Start of PASSAGE SHOWN

An Inspiring Conversation on Aging- Episode 228
May 25, 2020
Aging takes place against a backdrop of grief. It’s the little losses and then the larger losses
Today my guest is Stephanie Raffelock. Stephanie wrote a cute inspirational book called, A Delightful Little Book on Aging. I read the book and I absolutely loved it!
How Did the Book Come About?
The book sort of came about on accident for Stephanie. She was writing for a website and she got feedback from women all around the world. They had told her that they too were experiencing this kind of shift in their lives as they were entering into their 60’s, 70’s, and 80’s. Stephanie began to see that there are two ways to navigate the waters of aging. One way is to embrace the years, the strength, courage, and nobility that comes with growing older. The other way was to simply say aging sucks, I don’t like it and I’m going to fight it for as long as possible.
She collected and compiled many of the essays and articles she had written to put into this book. It’s not a how-to book, it’s not a self-help book. It is a book of personal essays of personal experience of navigating the waters against a backdrop of grief, reclamation, vison, and laughter.
The Monkey Bar Incident
Stephanie’s husband had clients in town, and they lived near a lake at the time. They decided to walk around the lake and all around the lake they have little exercise or play areas. So, one area might have swings and then you walk a little bit further and there might be a jungle jim. Then there is a spot that has monkey bars.
Stephanie remembers the monkey bars from when she was little, and it was her favorite thing in school playground swinging from bar to bar. She didn’t know what got into her that evening, but she put her hand on the ladder and climbed up the first bar. She swung to reach the other bar and then she fell! Embarrassed as her husband and his clients ran over to see if she was ok. Stephanie's husband asked what were you doing? She knew what she was doing, she was trying to be young. There was this moment of realization that her muscle tone and connective tissue were not the same as when she was younger, and it was not going to be the same.
That athletic prowess of one in their 30’s, 40’s and even 50’s ceases to be. There are things that fall away from us. There are little losses. Aging takes place against a backdrop of grief. It’s the little losses and then the larger losses.

End of PASSAGE SHOWN

__ASSIGNMENT A__:
In the aging episode write-up, what was Stephanie's favorite thing on the school playground when she was little?
__ASSIGNMENT B__:
Continue the aging episode write-up from its final sentence.
The lines that follow come from an unrelated source.

Start of INFORMATION SHOWN

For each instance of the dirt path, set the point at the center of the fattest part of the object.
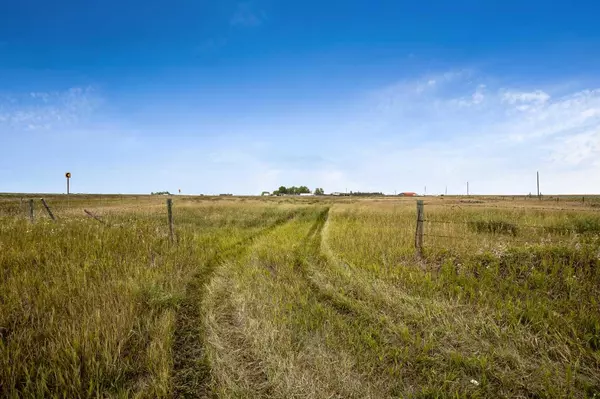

End of INFORMATION SHOWN

__ANSWER SECTION A__:
The monkey bars, swinging from bar to bar.

__ANSWER SECTION B__:
It puts us in a unique kind of situation to live in these times. A time of coronavirus where we are all living against a backdrop of grief. As an older person, Stephanie knows what it is to feel vulnerable. Now the whole playing field has been leveled so society is feeling vulnerable. Stephanie knows how to navigate vulnerability. You embrace it. You realize you don’t have control over everything and you also realize that grief is a bridge. It’s not like an end result, it’s not a place to get stuck. It’s a bridge to something new.
The idea of allowing one’s self to feel deeply and to cry is something that is not on the surface. That’s something you do in private. Or as Stephanie's mother used to say “don’t air your dirty laundry”. I think it’s a real shame that we don’t have a container for grief in our culture where people can cry about what’s going on because in the tears is this great soul bath. It’s this great releasing of those things so that you don’t have to carry the weight of the burden of sorrow with you. The way to unburden your self is to let yourself cry and then you get to move on.
I asked Stephanie how to start the process of gratitude and she knew exactly when she started. Stephanie had a friend in Arizona who was a woman from India. She had told her about her mother who never got out of bed without saying thank you before her feet even hit the floor. And something about that captured her. So Stephanie began to experiment with that.